#### [Source document]
KANSAS CITY, Mo. — Nonprofit Kansas City Scholars has received a $50 million grant from the Ewing Marion Kauffman Foundation for its Great Jobs KC program, which will cover tuition for over 30,000 adults looking to enter careers that do not require a college education.

By 2032, the Great Jobs KC program will provide adults with training and credentials for careers through existing training programs, according to a release from KC Scholars.

“KC Scholars has always believed in lifelong learning, and with this catalytic grant from the Kauffman Foundation, we are excited to expand our offerings to adults who are looking for a career with upward mobility, but who may have lacked the means and support in the past,” KC Scholars CEO Earl Martin Phalen said in a statement.

KC Scholars says it will work to place adults in high-demand and high-paying careers paying $45,000 to $85,000. The program is focusing on industries such as the health care, information technology, construction and manufacturing industries.

The organization also says it is aiming to diversify the workforce, and says of the 32,000 individuals it plans to set on a career path over the course of the next decade, at least 20,000 will be people of color.

#### [Information provided]
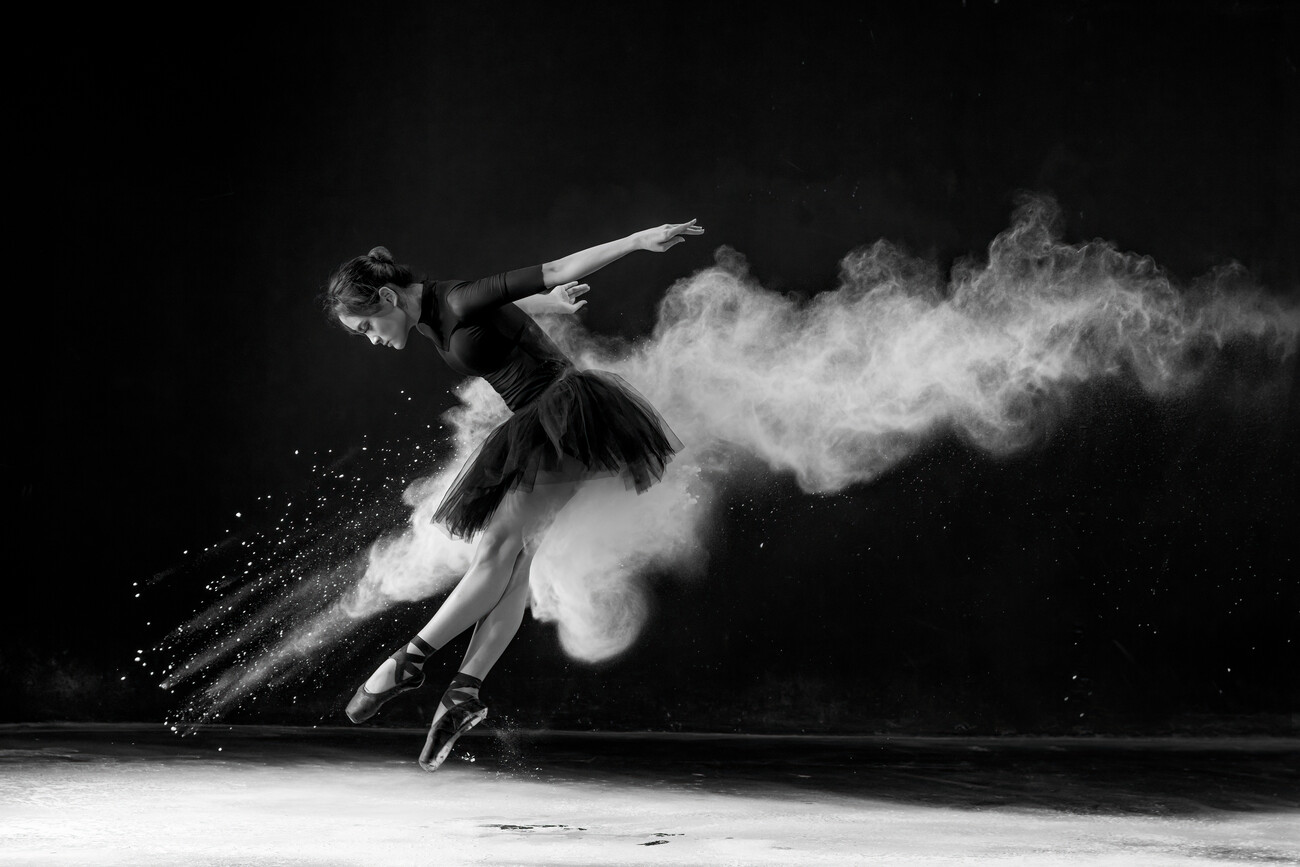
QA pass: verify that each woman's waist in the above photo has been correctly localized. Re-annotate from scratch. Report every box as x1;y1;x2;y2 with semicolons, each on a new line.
484;359;576;412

#### [Short problem 1]
From the Great Jobs KC article, print the passage beginning at "The organization also" up to and including "people of color.".
#### [Short problem 2]
According to the Great Jobs KC article, what annual pay range do the careers targeted by KC Scholars offer?
#### [Short problem 3]
Pick up the Great Jobs KC article after its final sentence and continue it.

#### [Task output 1]
The organization also says it is aiming to diversify the workforce, and says of the 32,000 individuals it plans to set on a career path over the course of the next decade, at least 20,000 will be people of color.

#### [Task output 2]
$45,000 to $85,000

#### [Task output 3]
“Our grants are designed to support the region with common-sense alternatives in addition to robust support for two-year and four-year degrees. The KC Scholars grant will shape and catapult the region’s workforce preparedness for many years to come,” Kauffman Foundation Vice President of Education Aaron North said in a statement.

The program also will provide support for childcare and transportation.

“KC Scholars is cultivating the most reliable and diverse workforce pipeline for traditional and non-traditional students within our region. These efforts will upskill and help improve the workforce, which will better the quality of life and the socioeconomic path of our communities,” Phalen said.